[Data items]
-*-*-
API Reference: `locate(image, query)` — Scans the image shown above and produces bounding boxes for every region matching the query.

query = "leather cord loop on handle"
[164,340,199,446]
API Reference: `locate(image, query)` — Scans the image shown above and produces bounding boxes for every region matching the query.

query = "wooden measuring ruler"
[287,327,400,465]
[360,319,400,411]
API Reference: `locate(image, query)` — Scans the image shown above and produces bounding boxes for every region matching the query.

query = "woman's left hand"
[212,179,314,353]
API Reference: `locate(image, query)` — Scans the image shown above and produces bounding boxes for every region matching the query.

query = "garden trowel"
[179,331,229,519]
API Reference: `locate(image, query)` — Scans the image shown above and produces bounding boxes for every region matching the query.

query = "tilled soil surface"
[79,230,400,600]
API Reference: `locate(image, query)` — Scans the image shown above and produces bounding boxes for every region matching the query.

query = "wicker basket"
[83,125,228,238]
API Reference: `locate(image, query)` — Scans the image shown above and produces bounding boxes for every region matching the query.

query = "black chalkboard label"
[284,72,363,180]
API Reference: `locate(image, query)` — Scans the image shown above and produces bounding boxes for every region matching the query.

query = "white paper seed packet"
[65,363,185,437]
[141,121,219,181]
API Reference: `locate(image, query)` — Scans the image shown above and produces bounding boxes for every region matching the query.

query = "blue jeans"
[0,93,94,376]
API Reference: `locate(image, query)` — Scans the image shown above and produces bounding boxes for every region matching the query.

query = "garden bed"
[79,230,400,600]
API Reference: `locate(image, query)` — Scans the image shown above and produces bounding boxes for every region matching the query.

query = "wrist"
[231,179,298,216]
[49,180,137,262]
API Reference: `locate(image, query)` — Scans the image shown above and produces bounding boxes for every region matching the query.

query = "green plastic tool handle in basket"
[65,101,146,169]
-*-*-
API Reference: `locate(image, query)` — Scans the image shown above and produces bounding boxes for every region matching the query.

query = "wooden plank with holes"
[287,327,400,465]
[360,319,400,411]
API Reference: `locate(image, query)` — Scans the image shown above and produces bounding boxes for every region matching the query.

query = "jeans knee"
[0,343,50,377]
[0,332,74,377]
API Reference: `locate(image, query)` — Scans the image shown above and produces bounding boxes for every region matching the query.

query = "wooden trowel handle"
-*-*-
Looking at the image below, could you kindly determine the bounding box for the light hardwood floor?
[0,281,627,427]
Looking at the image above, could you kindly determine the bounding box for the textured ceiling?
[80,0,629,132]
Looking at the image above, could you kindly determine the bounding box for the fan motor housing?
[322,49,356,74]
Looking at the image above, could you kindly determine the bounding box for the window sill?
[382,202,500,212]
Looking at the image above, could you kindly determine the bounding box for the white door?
-*-*-
• _Exercise goal_
How many lines in the data items above contain the word "handle" with matching case? Give only the number.

• _Exercise solution_
3